▶ _PROVIDED ENTRIES_:
▶

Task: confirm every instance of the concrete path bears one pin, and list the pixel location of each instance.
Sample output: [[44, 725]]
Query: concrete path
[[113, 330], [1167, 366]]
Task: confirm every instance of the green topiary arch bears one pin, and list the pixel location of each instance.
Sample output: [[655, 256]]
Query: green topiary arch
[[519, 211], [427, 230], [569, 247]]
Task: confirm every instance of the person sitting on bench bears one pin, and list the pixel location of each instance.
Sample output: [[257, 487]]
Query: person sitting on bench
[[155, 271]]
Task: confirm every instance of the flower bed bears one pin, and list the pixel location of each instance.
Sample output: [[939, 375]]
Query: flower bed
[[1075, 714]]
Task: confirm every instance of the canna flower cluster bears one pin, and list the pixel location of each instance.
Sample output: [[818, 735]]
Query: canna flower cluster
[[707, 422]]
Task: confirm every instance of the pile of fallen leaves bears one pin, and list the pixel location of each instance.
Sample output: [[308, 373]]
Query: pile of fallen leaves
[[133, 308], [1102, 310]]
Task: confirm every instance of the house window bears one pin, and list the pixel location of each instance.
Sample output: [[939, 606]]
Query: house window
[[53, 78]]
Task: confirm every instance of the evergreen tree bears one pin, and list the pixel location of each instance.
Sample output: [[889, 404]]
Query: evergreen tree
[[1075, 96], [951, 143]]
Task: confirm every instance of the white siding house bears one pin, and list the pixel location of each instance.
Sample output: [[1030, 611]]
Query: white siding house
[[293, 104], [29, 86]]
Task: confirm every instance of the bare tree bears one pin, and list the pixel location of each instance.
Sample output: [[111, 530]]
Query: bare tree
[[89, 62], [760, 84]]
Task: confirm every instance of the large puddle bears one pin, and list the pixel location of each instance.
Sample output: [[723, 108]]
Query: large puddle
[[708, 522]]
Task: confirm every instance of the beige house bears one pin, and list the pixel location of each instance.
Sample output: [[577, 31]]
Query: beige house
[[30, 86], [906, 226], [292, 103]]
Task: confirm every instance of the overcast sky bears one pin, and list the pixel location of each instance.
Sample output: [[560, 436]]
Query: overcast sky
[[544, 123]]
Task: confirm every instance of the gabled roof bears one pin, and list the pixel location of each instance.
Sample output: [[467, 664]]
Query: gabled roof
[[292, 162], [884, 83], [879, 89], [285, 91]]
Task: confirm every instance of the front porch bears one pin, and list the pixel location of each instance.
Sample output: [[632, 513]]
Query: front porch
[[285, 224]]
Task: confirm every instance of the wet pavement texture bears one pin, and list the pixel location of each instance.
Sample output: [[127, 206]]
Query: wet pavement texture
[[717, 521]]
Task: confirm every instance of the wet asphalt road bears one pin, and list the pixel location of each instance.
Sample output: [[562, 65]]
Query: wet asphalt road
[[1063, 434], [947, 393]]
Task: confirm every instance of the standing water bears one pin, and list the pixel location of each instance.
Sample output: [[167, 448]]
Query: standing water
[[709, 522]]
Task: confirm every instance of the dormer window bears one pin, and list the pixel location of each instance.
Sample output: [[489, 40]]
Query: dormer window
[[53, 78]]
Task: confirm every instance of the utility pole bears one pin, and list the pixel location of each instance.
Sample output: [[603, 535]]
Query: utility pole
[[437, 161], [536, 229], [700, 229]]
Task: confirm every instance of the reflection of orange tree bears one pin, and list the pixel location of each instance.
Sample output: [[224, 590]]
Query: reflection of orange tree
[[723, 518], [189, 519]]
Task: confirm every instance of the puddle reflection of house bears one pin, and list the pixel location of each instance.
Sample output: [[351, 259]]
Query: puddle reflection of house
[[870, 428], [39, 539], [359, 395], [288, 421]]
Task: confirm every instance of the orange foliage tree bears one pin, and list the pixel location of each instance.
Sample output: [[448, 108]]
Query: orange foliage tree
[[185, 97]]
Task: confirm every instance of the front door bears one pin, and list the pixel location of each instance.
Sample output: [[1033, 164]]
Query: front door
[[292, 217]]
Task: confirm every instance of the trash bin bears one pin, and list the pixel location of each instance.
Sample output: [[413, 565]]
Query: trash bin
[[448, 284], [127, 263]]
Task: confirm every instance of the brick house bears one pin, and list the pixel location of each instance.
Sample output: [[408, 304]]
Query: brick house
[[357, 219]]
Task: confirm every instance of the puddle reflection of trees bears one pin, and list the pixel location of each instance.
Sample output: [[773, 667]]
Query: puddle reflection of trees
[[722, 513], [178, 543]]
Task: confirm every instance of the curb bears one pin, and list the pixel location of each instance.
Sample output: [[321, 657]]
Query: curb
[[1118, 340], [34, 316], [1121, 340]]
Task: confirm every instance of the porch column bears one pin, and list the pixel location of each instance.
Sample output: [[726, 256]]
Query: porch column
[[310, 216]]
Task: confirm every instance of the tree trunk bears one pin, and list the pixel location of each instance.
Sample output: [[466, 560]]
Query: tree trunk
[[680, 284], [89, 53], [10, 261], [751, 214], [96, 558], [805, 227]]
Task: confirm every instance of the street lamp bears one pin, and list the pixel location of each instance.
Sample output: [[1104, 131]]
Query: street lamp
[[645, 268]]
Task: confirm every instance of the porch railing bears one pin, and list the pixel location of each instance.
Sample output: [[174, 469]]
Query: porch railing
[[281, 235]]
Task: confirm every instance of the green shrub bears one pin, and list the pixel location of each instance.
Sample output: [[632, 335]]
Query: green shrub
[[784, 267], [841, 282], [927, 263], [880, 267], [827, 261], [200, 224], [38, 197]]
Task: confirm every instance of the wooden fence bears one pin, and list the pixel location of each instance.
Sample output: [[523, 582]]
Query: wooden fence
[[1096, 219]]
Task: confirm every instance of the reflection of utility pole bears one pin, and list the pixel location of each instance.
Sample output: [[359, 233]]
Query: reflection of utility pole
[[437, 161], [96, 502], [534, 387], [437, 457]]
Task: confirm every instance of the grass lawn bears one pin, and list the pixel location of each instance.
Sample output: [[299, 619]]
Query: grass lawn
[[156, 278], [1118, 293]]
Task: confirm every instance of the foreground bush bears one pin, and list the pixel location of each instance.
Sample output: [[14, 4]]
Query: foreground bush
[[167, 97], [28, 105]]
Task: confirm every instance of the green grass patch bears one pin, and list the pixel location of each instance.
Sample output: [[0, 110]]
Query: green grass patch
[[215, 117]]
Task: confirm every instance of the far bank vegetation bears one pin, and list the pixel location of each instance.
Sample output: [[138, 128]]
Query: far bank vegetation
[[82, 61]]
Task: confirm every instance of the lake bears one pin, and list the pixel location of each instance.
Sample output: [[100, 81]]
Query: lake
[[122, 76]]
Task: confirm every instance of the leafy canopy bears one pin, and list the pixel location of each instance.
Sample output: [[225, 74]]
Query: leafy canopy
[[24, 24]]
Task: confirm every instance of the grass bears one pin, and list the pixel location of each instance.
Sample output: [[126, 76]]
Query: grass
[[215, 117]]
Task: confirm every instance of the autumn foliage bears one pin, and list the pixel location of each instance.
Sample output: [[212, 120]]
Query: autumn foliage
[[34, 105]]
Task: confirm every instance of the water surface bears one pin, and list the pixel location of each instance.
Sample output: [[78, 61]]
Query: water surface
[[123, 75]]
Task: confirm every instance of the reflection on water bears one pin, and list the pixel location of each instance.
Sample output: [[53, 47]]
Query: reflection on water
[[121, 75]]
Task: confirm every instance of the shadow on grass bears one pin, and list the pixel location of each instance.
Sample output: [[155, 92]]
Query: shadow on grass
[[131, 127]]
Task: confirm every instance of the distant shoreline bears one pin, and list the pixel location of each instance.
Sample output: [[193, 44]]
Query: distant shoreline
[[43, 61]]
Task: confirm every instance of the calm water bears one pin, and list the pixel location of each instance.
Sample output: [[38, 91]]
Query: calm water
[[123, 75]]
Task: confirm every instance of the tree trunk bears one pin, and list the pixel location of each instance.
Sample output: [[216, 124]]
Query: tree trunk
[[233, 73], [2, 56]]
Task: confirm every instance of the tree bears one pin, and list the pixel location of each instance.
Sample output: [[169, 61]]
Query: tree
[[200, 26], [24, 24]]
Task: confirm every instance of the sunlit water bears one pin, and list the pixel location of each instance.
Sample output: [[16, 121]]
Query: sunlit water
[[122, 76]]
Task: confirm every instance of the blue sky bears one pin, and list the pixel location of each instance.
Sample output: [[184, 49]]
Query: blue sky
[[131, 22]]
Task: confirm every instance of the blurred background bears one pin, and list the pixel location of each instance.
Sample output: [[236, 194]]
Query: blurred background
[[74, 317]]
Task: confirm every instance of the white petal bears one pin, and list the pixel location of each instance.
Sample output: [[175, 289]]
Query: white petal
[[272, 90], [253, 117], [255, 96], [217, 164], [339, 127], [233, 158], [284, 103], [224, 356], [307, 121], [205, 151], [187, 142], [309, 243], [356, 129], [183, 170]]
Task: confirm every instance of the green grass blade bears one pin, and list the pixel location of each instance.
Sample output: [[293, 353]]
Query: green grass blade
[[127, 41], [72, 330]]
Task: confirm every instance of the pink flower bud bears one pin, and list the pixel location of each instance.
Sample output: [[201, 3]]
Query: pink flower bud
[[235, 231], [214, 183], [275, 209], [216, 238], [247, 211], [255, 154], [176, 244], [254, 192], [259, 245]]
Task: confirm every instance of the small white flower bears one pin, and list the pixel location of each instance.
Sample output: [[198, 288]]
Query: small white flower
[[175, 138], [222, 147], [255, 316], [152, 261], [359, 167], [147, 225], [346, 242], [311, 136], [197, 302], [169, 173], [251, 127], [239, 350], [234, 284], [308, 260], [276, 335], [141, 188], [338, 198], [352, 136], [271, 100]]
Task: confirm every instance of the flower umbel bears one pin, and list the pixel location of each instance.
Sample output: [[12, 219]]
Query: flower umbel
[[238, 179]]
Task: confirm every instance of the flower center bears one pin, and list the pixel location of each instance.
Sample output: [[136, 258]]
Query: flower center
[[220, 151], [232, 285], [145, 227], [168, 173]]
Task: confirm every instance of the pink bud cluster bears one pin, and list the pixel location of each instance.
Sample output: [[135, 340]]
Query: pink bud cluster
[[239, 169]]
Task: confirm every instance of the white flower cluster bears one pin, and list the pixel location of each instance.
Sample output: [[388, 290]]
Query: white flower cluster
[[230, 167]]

◀

▶ _TASK PROMPT_: Put the lines running from the line containing "Task: confirm every instance of the brick" through the line containing "[[281, 235]]", both included, into a Markdown table with the columns n and Line. Number each row, and leave out any blank lines.

▶ _THE RESPONSE_:
| n | Line |
|---|---|
| 1 | Task: confirm every instance of the brick house bears one pin, and list the pixel location of each instance. |
| 2 | Sample output: [[408, 304]] |
| 3 | Query: brick house |
| 4 | [[357, 219]] |
| 5 | Task: confirm every instance of the puddle reflection of trees bears one pin, and list the pixel location of each instance. |
| 6 | Sample output: [[773, 667]] |
| 7 | Query: puddle reflection of trees |
| 8 | [[722, 513], [178, 543]] |
| 9 | Task: confirm every instance of the curb bears one pin, and list the pixel location of each instance. |
| 10 | Sample output: [[321, 657]] |
| 11 | Query: curb |
| 12 | [[1118, 340], [34, 316], [1121, 340]] |
| 13 | Task: confirm every instance of the porch column bears one pin, and list the pixel location of each instance. |
| 14 | Sample output: [[726, 256]] |
| 15 | Query: porch column |
| 16 | [[310, 216]] |
| 17 | Task: confirm every instance of the tree trunk bears one pin, and list the pixel location of each instance. |
| 18 | Sample output: [[466, 560]] |
| 19 | Query: tree trunk |
| 20 | [[680, 284], [89, 53], [10, 261], [751, 214], [96, 558], [805, 227]] |
| 21 | Task: confirm every instance of the street lamp bears one pin, and list the pixel location of each instance. |
| 22 | Sample output: [[1104, 131]] |
| 23 | Query: street lamp |
| 24 | [[645, 268]] |
| 25 | Task: confirm every instance of the porch railing bears one pin, and list the pixel location of each instance. |
| 26 | Sample output: [[174, 469]] |
| 27 | Query: porch railing |
| 28 | [[281, 235]] |